### Tarefa a realizar 1
No texto sobre Carlos Castro, substitua "Ontem" por "Anteontem" e reescreva o trecho que começa nas palavras "Neste momento, morrem" e termina depois de "sobre Carlos Castro.".
### Tarefa a realizar 2
De acordo com o texto sobre Carlos Castro, que número tem o post em que ele foi publicado?

Infelizmente o 380º post (número bem catita e que me enche de orgulho!), é sobre um tema triste.
Neste momento, morrem pessoas por todo o mundo. Ontem, igualmente. Amanhã, de novo. De doença, de acidente, por opção própria, às mãos de outros, por negligência ou de forma calculadamente fria. Sem querer relativizar esta realidade, tenho que escrever sobre Carlos Castro.
Não o conhecia pessoalmente. Não era fã, mas confesso que me fazia rir. Irritava-me aquela coisa tão tuga de insinuar nos seus textos coisas (hilariantes, por vezes; outras, típicas da fina flor do entulho) sem declaradamente dizer a quem se referia. Era frontal no que lhe interessava. Mas tinha o seu mérito. Fez coisas fora de tempo, neste país. Assumiu uma certa atitude "I don't care!" que faz falta a muita boa gente, que vive entre sombras sem se afirmar (seja pelas suas opiniões, seja pelas suas orientações sexuais, seja pelo que seja). Carlos Castro tinha uma coisa a seu favor: gostava de mulheres, admirava-as, mimava-as, era amigo das suas amigas. E isso é um feito: alguém que tente entender o mundo complexo, alucinado e rico de uma mulher.

### Material de origem
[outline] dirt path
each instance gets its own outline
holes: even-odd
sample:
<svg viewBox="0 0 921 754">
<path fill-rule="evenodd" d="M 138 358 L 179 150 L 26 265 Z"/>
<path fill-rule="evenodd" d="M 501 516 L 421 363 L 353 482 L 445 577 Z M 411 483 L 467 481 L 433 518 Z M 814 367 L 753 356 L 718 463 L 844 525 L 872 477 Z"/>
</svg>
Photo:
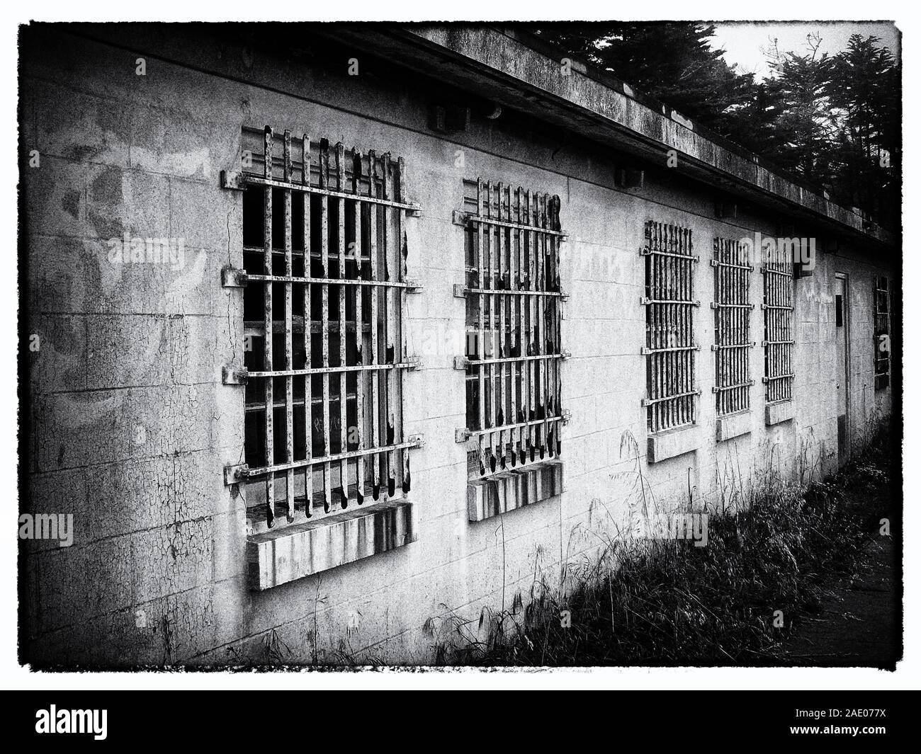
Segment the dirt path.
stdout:
<svg viewBox="0 0 921 754">
<path fill-rule="evenodd" d="M 898 563 L 892 537 L 876 536 L 852 578 L 826 585 L 822 612 L 792 627 L 784 665 L 895 669 L 902 656 Z"/>
</svg>

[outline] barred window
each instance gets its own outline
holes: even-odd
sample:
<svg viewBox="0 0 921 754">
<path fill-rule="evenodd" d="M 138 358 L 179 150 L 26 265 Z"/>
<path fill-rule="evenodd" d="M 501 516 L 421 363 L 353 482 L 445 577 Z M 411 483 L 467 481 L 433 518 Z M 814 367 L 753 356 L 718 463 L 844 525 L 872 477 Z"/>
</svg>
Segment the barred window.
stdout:
<svg viewBox="0 0 921 754">
<path fill-rule="evenodd" d="M 527 466 L 561 448 L 560 199 L 465 181 L 466 427 L 470 477 Z"/>
<path fill-rule="evenodd" d="M 245 368 L 230 377 L 246 383 L 246 463 L 228 481 L 246 482 L 254 531 L 276 508 L 292 523 L 403 495 L 418 443 L 402 412 L 402 371 L 417 365 L 403 160 L 294 144 L 299 161 L 290 132 L 244 132 L 253 168 L 225 176 L 245 190 L 244 269 L 226 274 L 246 286 Z"/>
<path fill-rule="evenodd" d="M 649 221 L 646 225 L 647 421 L 650 432 L 695 421 L 694 265 L 691 229 Z"/>
<path fill-rule="evenodd" d="M 748 411 L 751 405 L 750 371 L 752 309 L 749 282 L 753 268 L 749 247 L 728 238 L 713 239 L 714 344 L 716 357 L 717 414 Z"/>
<path fill-rule="evenodd" d="M 876 389 L 889 387 L 890 333 L 889 333 L 889 278 L 877 277 L 873 287 L 874 337 L 873 362 Z"/>
<path fill-rule="evenodd" d="M 793 398 L 793 261 L 780 246 L 765 246 L 764 400 Z"/>
</svg>

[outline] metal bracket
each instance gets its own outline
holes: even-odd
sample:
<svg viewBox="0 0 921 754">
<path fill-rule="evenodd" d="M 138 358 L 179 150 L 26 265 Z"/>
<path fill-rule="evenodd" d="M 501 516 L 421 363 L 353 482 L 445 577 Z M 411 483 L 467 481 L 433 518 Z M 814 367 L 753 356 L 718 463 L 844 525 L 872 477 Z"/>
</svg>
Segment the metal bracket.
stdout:
<svg viewBox="0 0 921 754">
<path fill-rule="evenodd" d="M 224 483 L 229 487 L 231 484 L 239 484 L 240 481 L 246 481 L 249 471 L 250 467 L 245 463 L 239 463 L 236 466 L 225 466 Z"/>
<path fill-rule="evenodd" d="M 221 188 L 232 191 L 241 191 L 246 188 L 243 174 L 239 170 L 221 170 Z"/>
<path fill-rule="evenodd" d="M 227 365 L 221 367 L 221 381 L 225 385 L 246 385 L 250 373 L 239 366 Z"/>
<path fill-rule="evenodd" d="M 221 268 L 221 285 L 225 288 L 243 288 L 246 282 L 247 274 L 243 270 L 229 265 Z"/>
<path fill-rule="evenodd" d="M 451 213 L 451 222 L 456 226 L 467 227 L 467 221 L 470 219 L 470 213 L 463 210 L 454 210 Z"/>
<path fill-rule="evenodd" d="M 641 296 L 639 297 L 639 304 L 640 304 L 641 307 L 648 307 L 648 306 L 651 306 L 653 303 L 654 303 L 653 300 L 651 298 L 649 298 L 648 296 Z M 690 304 L 692 307 L 699 307 L 700 306 L 700 301 L 697 300 L 697 299 L 694 299 L 694 301 L 676 301 L 675 303 L 676 304 Z M 711 302 L 711 304 L 713 302 Z"/>
</svg>

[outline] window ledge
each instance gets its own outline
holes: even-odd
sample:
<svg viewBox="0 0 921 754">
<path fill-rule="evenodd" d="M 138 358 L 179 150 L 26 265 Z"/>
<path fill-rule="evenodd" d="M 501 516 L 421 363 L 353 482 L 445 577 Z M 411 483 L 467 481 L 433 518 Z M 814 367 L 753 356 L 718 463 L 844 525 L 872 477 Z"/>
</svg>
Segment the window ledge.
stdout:
<svg viewBox="0 0 921 754">
<path fill-rule="evenodd" d="M 650 435 L 647 447 L 647 460 L 659 463 L 666 458 L 673 458 L 700 447 L 700 427 L 691 424 L 678 429 L 670 429 Z"/>
<path fill-rule="evenodd" d="M 467 513 L 483 521 L 548 500 L 563 492 L 563 461 L 551 459 L 500 471 L 467 485 Z"/>
<path fill-rule="evenodd" d="M 247 538 L 250 588 L 271 589 L 415 541 L 413 505 L 392 500 Z"/>
<path fill-rule="evenodd" d="M 717 442 L 731 440 L 752 432 L 752 412 L 741 411 L 717 417 Z"/>
<path fill-rule="evenodd" d="M 764 406 L 764 423 L 779 424 L 782 422 L 789 422 L 796 412 L 793 410 L 792 400 L 781 400 L 778 403 L 768 403 Z"/>
</svg>

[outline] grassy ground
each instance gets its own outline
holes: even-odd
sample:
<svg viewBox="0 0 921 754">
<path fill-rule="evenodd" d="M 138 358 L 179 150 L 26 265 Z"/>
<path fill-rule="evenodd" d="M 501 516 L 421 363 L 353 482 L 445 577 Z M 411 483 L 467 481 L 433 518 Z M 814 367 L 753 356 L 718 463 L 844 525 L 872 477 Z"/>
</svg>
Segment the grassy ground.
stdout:
<svg viewBox="0 0 921 754">
<path fill-rule="evenodd" d="M 753 495 L 743 513 L 711 514 L 705 547 L 685 539 L 646 539 L 629 549 L 612 542 L 566 595 L 540 590 L 523 614 L 492 615 L 488 640 L 439 646 L 438 660 L 788 664 L 779 654 L 790 626 L 821 609 L 829 579 L 854 573 L 869 532 L 879 532 L 890 509 L 899 475 L 887 435 L 868 447 L 822 482 L 775 485 Z M 603 565 L 612 561 L 619 567 Z"/>
</svg>

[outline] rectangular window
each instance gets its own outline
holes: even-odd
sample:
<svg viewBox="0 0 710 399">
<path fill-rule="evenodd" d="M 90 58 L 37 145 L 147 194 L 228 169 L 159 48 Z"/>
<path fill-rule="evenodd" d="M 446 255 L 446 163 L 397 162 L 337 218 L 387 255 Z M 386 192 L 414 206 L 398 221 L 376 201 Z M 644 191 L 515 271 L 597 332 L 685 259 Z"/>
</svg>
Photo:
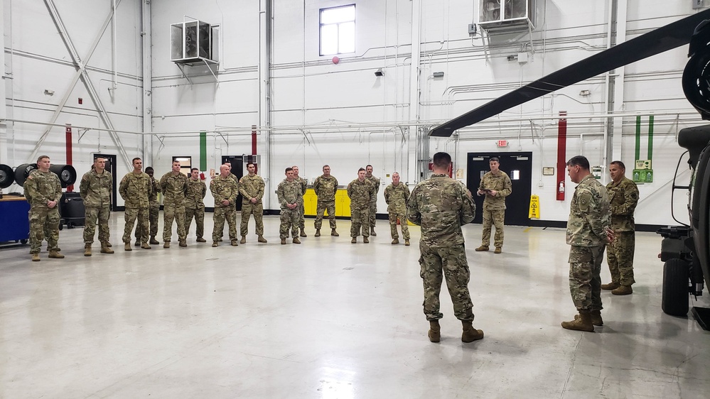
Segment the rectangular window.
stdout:
<svg viewBox="0 0 710 399">
<path fill-rule="evenodd" d="M 321 9 L 321 55 L 355 53 L 355 4 Z"/>
</svg>

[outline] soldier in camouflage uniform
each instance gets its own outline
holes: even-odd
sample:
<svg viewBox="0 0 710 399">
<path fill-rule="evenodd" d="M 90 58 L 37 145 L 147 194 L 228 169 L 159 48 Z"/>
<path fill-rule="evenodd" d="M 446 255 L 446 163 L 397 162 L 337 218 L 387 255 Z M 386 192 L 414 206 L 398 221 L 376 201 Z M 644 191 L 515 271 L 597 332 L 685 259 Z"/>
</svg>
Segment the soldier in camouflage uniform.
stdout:
<svg viewBox="0 0 710 399">
<path fill-rule="evenodd" d="M 330 175 L 330 167 L 324 165 L 323 175 L 316 177 L 313 182 L 313 191 L 318 197 L 316 212 L 316 236 L 321 236 L 321 226 L 323 226 L 323 216 L 328 211 L 328 219 L 330 224 L 330 235 L 339 236 L 335 231 L 335 193 L 338 192 L 338 179 Z"/>
<path fill-rule="evenodd" d="M 205 195 L 207 195 L 207 185 L 200 180 L 200 170 L 193 168 L 190 170 L 188 179 L 188 190 L 185 195 L 185 234 L 190 233 L 190 225 L 195 218 L 197 242 L 207 242 L 203 238 L 205 234 Z"/>
<path fill-rule="evenodd" d="M 212 246 L 219 246 L 225 231 L 225 219 L 230 225 L 230 241 L 232 246 L 239 245 L 237 239 L 237 207 L 235 204 L 239 195 L 239 182 L 231 176 L 229 166 L 220 167 L 220 175 L 210 182 L 210 191 L 215 197 L 215 228 L 212 231 Z"/>
<path fill-rule="evenodd" d="M 407 202 L 407 217 L 421 226 L 419 240 L 419 275 L 424 288 L 424 312 L 429 321 L 429 341 L 439 342 L 441 328 L 439 320 L 441 280 L 453 302 L 453 313 L 461 321 L 461 341 L 473 342 L 483 338 L 483 332 L 473 327 L 473 303 L 468 292 L 470 272 L 466 261 L 461 225 L 470 223 L 475 204 L 463 183 L 448 177 L 451 156 L 446 153 L 434 155 L 434 174 L 416 185 Z"/>
<path fill-rule="evenodd" d="M 25 197 L 30 203 L 30 253 L 32 261 L 38 262 L 42 241 L 47 240 L 49 257 L 62 259 L 59 252 L 59 200 L 62 185 L 59 177 L 50 171 L 51 162 L 47 155 L 37 158 L 38 169 L 33 170 L 25 181 Z"/>
<path fill-rule="evenodd" d="M 399 244 L 399 236 L 397 232 L 397 220 L 402 225 L 402 236 L 404 245 L 409 245 L 409 226 L 407 225 L 407 202 L 409 200 L 409 188 L 399 182 L 399 173 L 392 173 L 392 184 L 384 189 L 384 202 L 387 203 L 387 213 L 389 214 L 389 231 L 392 236 L 392 245 Z"/>
<path fill-rule="evenodd" d="M 161 192 L 160 184 L 153 177 L 155 174 L 153 168 L 150 166 L 146 168 L 146 174 L 150 176 L 151 185 L 153 187 L 151 196 L 148 197 L 148 217 L 150 221 L 150 239 L 148 243 L 151 245 L 158 245 L 160 243 L 156 239 L 156 236 L 158 235 L 158 217 L 160 214 L 160 202 L 158 200 L 158 193 Z M 136 246 L 140 246 L 141 236 L 142 235 L 143 232 L 139 229 L 136 229 Z"/>
<path fill-rule="evenodd" d="M 633 212 L 638 204 L 638 187 L 626 178 L 626 167 L 620 160 L 609 165 L 612 181 L 606 185 L 611 207 L 611 229 L 615 238 L 606 246 L 606 262 L 611 272 L 611 283 L 602 284 L 602 290 L 611 290 L 615 295 L 627 295 L 633 292 L 633 253 L 636 245 L 636 224 Z"/>
<path fill-rule="evenodd" d="M 111 217 L 111 191 L 113 178 L 105 170 L 106 160 L 97 158 L 91 170 L 84 174 L 79 185 L 79 194 L 86 207 L 86 222 L 84 224 L 84 256 L 91 256 L 91 244 L 94 242 L 96 222 L 99 222 L 99 242 L 102 253 L 113 253 L 109 244 L 109 218 Z"/>
<path fill-rule="evenodd" d="M 589 161 L 577 155 L 567 161 L 567 173 L 579 183 L 569 205 L 566 241 L 569 248 L 569 291 L 579 312 L 562 328 L 594 331 L 601 319 L 601 262 L 611 241 L 609 197 L 606 189 L 589 173 Z"/>
<path fill-rule="evenodd" d="M 490 245 L 490 225 L 495 226 L 495 236 L 493 245 L 495 253 L 500 253 L 503 246 L 503 225 L 505 222 L 505 197 L 512 192 L 512 183 L 510 177 L 500 168 L 497 157 L 492 157 L 488 160 L 490 171 L 487 172 L 480 179 L 476 194 L 485 195 L 483 200 L 483 234 L 480 246 L 477 251 L 488 251 Z"/>
<path fill-rule="evenodd" d="M 292 168 L 286 168 L 286 178 L 279 183 L 276 188 L 276 195 L 279 197 L 279 204 L 281 206 L 281 224 L 279 226 L 279 236 L 281 244 L 286 244 L 289 237 L 289 229 L 293 229 L 294 244 L 301 244 L 298 235 L 295 234 L 296 226 L 298 224 L 301 217 L 301 206 L 303 201 L 301 192 L 302 185 L 294 176 Z"/>
<path fill-rule="evenodd" d="M 160 188 L 163 190 L 163 248 L 170 248 L 173 220 L 178 225 L 180 246 L 187 246 L 185 195 L 188 192 L 188 177 L 180 173 L 180 162 L 173 161 L 173 170 L 160 178 Z"/>
<path fill-rule="evenodd" d="M 298 229 L 301 229 L 301 236 L 307 237 L 306 235 L 306 207 L 303 205 L 303 195 L 306 195 L 306 190 L 308 187 L 308 182 L 306 181 L 306 179 L 298 176 L 298 167 L 294 165 L 291 167 L 294 170 L 294 180 L 298 182 L 301 185 L 301 208 L 298 212 L 301 215 L 298 217 L 298 225 L 296 226 L 294 225 L 293 231 L 291 231 L 292 236 L 296 236 L 298 233 Z"/>
<path fill-rule="evenodd" d="M 380 192 L 380 179 L 372 175 L 372 165 L 365 166 L 365 178 L 375 186 L 375 194 L 370 198 L 370 235 L 377 236 L 375 225 L 377 222 L 377 193 Z"/>
<path fill-rule="evenodd" d="M 348 185 L 348 197 L 350 199 L 351 243 L 357 242 L 357 236 L 362 231 L 362 242 L 370 242 L 370 200 L 377 191 L 372 183 L 365 178 L 365 170 L 357 171 L 357 178 Z"/>
<path fill-rule="evenodd" d="M 264 238 L 264 204 L 262 198 L 264 197 L 264 190 L 266 185 L 264 179 L 257 175 L 257 165 L 252 163 L 247 164 L 249 173 L 242 176 L 239 180 L 239 191 L 242 194 L 242 224 L 240 233 L 242 240 L 240 244 L 247 242 L 247 234 L 249 233 L 249 218 L 254 215 L 254 223 L 256 224 L 257 241 L 260 243 L 267 242 Z"/>
<path fill-rule="evenodd" d="M 150 249 L 148 245 L 149 231 L 149 198 L 153 194 L 153 185 L 151 177 L 144 173 L 143 161 L 139 158 L 133 158 L 133 172 L 127 173 L 121 179 L 119 185 L 119 194 L 123 198 L 126 212 L 124 218 L 126 226 L 123 231 L 124 248 L 132 251 L 131 248 L 131 231 L 137 219 L 136 229 L 141 231 L 141 248 Z"/>
</svg>

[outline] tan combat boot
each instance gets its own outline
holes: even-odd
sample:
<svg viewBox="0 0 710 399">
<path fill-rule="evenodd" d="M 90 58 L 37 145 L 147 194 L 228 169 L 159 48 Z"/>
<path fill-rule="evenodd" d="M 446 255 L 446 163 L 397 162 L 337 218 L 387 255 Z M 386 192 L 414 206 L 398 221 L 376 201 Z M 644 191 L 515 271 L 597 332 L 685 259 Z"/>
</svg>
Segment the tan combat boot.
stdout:
<svg viewBox="0 0 710 399">
<path fill-rule="evenodd" d="M 562 328 L 594 332 L 594 324 L 591 322 L 591 313 L 586 310 L 580 310 L 579 317 L 575 317 L 574 320 L 571 322 L 562 322 Z"/>
<path fill-rule="evenodd" d="M 611 290 L 611 293 L 615 295 L 628 295 L 631 293 L 633 293 L 633 290 L 630 285 L 619 285 L 618 288 Z"/>
<path fill-rule="evenodd" d="M 483 339 L 483 331 L 473 328 L 473 322 L 461 320 L 461 324 L 463 326 L 461 341 L 464 342 L 473 342 Z"/>
<path fill-rule="evenodd" d="M 618 288 L 619 287 L 620 287 L 619 283 L 614 283 L 613 281 L 612 281 L 611 283 L 609 283 L 608 284 L 602 284 L 601 285 L 601 289 L 602 290 L 606 290 L 608 291 L 610 290 L 615 290 L 615 289 Z"/>
<path fill-rule="evenodd" d="M 49 256 L 48 258 L 53 258 L 55 259 L 63 259 L 64 255 L 62 255 L 56 249 L 49 251 Z"/>
<path fill-rule="evenodd" d="M 603 326 L 604 325 L 604 320 L 601 319 L 601 310 L 592 310 L 589 312 L 591 317 L 592 324 L 595 326 Z M 579 318 L 579 315 L 574 315 L 574 319 L 576 320 Z"/>
<path fill-rule="evenodd" d="M 429 320 L 429 331 L 426 335 L 432 342 L 441 340 L 441 326 L 439 325 L 439 320 Z"/>
</svg>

### Resultado da tarefa 1
Neste momento, morrem pessoas por todo o mundo. Anteontem, igualmente. Amanhã, de novo. De doença, de acidente, por opção própria, às mãos de outros, por negligência ou de forma calculadamente fria. Sem querer relativizar esta realidade, tenho que escrever sobre Carlos Castro.

### Resultado da tarefa 2
É o 380º post.